Rows of box annotation data:
+===+

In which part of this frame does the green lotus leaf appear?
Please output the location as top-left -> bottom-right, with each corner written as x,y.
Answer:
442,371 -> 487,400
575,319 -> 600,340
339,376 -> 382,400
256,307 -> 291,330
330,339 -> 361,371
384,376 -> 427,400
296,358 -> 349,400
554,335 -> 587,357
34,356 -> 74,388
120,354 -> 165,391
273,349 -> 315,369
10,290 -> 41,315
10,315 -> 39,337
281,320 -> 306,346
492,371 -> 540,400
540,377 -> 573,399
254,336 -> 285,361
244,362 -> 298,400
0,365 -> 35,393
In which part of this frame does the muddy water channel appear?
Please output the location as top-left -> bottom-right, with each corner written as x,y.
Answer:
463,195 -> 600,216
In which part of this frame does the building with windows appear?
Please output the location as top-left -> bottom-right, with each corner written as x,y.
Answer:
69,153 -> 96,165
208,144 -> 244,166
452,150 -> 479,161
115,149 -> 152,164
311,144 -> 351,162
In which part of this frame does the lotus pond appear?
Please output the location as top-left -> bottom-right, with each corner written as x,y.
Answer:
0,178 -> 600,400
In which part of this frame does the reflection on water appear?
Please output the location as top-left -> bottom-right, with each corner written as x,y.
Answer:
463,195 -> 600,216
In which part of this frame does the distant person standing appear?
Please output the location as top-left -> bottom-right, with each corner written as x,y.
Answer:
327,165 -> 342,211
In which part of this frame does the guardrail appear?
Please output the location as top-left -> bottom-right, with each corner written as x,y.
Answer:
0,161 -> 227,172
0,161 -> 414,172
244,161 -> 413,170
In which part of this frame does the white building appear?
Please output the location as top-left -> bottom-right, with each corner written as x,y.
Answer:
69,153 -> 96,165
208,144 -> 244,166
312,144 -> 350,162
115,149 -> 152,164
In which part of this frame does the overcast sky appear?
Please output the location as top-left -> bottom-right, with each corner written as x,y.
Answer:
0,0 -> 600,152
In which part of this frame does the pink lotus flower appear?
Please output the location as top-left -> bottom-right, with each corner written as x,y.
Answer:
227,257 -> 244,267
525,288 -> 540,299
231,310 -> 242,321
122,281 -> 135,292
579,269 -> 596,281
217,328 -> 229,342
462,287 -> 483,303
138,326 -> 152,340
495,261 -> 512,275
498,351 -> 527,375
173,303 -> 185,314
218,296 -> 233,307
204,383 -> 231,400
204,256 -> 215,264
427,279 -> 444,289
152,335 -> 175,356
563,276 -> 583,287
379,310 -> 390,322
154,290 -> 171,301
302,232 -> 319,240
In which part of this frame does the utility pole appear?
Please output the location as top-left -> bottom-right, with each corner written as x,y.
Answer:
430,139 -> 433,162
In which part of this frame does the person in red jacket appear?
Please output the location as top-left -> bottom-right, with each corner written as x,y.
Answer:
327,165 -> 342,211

+===+

# WHAT IS REQUIRED
Reproduce every one of the rows above word for word.

# SOLUTION TO THE PROBLEM
In which part of this frame does the green lotus leaf appear?
Please output the location as top-left -> bottom-right, with each corner written as x,y.
Answer:
442,371 -> 487,400
575,319 -> 600,340
339,376 -> 382,400
256,307 -> 291,330
330,339 -> 361,371
384,376 -> 427,400
296,358 -> 349,400
554,335 -> 587,357
34,356 -> 74,388
120,354 -> 165,391
273,349 -> 315,369
10,290 -> 41,315
10,315 -> 39,337
281,320 -> 306,346
492,371 -> 540,400
540,377 -> 573,399
254,336 -> 285,361
244,362 -> 298,400
0,365 -> 35,393
In which part of this frame does the muddy water channel appear?
Please output the location as top-left -> bottom-right, with each corner written as x,y.
Answer:
463,195 -> 600,216
In which part of this frame does the building with windows appear?
Please output the location as top-left -> bottom-right, with each corner written as x,y.
Answer:
69,153 -> 96,165
208,144 -> 244,166
452,150 -> 479,161
115,149 -> 152,164
311,144 -> 351,162
In which part of this frame does the lotus pond appear?
Please output the location as top-left -> bottom-right, with each corner written as x,y.
Answer:
0,178 -> 600,400
In which part of this frame does the reflection on water appear?
Please output the location as top-left -> bottom-right, with each corner written as x,y.
Answer:
463,195 -> 600,216
In which part of this frame does the distant person standing appear?
Please output the location as top-left -> bottom-right, with each corner written as x,y.
Answer:
327,165 -> 342,211
In which part of this frame does the guardrail appear?
Please output the location as top-left -> bottom-right, with each corner written as x,y.
Answer:
0,161 -> 227,172
0,161 -> 414,172
244,161 -> 413,170
In which part of this frame does the white building appear?
Please output the location as top-left -> bottom-right, with each corner written as x,y.
Answer:
69,153 -> 96,165
208,144 -> 244,166
312,144 -> 350,162
115,149 -> 152,164
In which part of this frame does the overcast sky appear?
Please output the location as top-left -> bottom-right, with each corner written as x,y.
Answer:
0,0 -> 600,152
In which part of this frame does the pink lotus flower appear?
Please output the location as top-left -> bottom-right, with each corner written as x,y.
Answer:
227,257 -> 244,267
525,288 -> 540,299
231,310 -> 242,321
122,281 -> 135,292
579,269 -> 596,281
217,328 -> 229,342
462,287 -> 483,303
138,326 -> 152,340
495,261 -> 512,275
498,351 -> 527,375
173,303 -> 185,314
218,296 -> 233,307
204,383 -> 231,400
204,256 -> 215,264
427,279 -> 444,289
152,335 -> 175,356
563,276 -> 583,287
379,310 -> 390,322
154,290 -> 171,301
302,232 -> 319,240
In which part of this frame does the utility pole appear?
Please output the location as top-left -> bottom-right, with each corner written as x,y.
Answer:
430,139 -> 433,162
In which part of this frame does the person in red jacket appear?
Please output the location as top-left -> bottom-right, with each corner written as x,y.
Answer:
327,165 -> 342,211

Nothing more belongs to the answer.